Return, from the data that follows, each line that holds the word "trunk".
++++ LISTED ENTRIES ++++
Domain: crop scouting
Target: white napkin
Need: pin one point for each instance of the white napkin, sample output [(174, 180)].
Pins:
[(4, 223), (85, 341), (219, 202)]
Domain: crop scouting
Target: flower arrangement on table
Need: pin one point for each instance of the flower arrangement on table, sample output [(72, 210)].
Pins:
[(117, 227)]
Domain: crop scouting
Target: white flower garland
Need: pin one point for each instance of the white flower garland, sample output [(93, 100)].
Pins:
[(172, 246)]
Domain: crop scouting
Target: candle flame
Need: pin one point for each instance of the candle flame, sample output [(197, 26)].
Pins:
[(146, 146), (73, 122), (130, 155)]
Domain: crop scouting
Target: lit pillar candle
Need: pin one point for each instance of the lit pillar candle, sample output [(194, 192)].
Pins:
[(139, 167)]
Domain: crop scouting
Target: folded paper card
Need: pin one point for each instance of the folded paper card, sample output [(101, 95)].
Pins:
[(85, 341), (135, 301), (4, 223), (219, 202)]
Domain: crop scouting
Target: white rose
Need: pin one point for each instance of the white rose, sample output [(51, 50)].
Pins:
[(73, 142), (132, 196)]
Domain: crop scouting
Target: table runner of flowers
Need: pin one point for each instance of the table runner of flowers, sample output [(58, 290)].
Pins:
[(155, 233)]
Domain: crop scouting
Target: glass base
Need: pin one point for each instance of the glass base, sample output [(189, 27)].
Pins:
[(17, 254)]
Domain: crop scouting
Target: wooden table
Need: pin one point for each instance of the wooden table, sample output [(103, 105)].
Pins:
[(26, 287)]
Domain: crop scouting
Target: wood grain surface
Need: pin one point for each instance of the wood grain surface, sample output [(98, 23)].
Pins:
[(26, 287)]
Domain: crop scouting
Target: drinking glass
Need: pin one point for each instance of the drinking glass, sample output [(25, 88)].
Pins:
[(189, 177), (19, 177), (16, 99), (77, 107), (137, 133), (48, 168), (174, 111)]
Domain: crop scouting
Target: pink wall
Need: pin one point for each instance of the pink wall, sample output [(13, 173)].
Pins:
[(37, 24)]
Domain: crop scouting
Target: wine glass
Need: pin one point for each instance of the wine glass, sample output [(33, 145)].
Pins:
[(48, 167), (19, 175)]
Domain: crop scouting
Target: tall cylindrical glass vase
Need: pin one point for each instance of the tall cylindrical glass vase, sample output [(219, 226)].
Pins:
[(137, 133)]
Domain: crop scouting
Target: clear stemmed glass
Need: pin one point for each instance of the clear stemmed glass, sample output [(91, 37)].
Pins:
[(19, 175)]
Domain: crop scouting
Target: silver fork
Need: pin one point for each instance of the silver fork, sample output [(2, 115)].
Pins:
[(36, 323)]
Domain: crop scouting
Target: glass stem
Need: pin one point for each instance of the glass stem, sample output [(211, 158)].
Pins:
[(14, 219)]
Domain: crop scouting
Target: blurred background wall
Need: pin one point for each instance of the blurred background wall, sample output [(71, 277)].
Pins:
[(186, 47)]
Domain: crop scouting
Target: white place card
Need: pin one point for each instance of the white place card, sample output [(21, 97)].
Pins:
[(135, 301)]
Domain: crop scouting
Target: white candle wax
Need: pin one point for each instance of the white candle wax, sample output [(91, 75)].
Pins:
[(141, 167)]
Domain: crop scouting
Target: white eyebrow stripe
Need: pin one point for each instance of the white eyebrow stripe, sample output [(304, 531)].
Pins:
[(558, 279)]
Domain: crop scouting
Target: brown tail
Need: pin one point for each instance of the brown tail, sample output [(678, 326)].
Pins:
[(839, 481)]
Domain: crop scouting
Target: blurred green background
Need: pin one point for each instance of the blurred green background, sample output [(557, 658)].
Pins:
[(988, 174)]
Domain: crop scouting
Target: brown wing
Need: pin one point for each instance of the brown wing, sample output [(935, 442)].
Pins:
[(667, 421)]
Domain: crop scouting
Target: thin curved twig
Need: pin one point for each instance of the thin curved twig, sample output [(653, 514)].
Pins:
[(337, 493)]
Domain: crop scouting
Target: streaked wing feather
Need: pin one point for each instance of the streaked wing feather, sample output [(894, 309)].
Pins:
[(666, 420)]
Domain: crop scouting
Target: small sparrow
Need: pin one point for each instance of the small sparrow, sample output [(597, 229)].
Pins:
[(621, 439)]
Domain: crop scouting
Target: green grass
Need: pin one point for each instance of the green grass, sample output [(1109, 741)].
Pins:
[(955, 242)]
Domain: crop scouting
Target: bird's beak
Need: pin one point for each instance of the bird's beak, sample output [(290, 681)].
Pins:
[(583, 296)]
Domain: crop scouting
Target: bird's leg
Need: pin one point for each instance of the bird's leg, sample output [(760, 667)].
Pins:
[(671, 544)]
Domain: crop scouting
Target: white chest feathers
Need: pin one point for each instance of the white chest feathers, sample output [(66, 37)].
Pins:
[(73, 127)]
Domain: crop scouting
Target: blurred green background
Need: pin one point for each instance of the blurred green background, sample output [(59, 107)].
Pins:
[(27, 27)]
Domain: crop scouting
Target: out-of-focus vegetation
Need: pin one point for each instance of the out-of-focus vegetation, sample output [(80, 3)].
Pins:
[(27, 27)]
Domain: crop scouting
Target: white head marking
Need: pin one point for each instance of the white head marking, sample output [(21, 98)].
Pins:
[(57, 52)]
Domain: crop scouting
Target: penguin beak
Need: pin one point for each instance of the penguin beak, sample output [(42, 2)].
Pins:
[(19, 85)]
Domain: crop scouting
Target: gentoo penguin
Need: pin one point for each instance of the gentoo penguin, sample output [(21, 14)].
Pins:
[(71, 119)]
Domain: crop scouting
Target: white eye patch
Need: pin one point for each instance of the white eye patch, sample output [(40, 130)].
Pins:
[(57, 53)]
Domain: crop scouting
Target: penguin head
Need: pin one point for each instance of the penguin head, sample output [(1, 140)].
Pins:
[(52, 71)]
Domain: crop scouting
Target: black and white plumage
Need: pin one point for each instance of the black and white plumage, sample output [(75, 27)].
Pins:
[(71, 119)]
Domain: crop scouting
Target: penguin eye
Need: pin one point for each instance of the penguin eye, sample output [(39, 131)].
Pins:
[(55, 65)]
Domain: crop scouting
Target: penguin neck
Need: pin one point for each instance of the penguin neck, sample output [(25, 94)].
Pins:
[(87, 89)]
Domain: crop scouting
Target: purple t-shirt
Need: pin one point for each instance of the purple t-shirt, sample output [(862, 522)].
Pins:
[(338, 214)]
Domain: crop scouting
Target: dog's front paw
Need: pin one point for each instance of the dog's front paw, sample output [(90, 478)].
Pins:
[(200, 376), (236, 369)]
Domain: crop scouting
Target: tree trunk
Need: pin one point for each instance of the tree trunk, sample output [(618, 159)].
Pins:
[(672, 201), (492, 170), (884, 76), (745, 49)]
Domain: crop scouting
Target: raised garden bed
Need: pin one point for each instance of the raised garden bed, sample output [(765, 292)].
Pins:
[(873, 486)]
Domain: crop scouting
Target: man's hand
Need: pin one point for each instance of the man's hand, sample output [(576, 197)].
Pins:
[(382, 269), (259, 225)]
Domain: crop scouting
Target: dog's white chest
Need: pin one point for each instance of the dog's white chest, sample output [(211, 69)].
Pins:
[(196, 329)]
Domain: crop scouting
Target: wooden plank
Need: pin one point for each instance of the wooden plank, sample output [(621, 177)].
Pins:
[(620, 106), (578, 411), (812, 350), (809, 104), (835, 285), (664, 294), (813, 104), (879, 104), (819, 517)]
++++
# [ANSWER TO THE PROBLEM]
Target: tree trunk
Need: pin one point for each instance of the tree trunk, sample output [(618, 159)].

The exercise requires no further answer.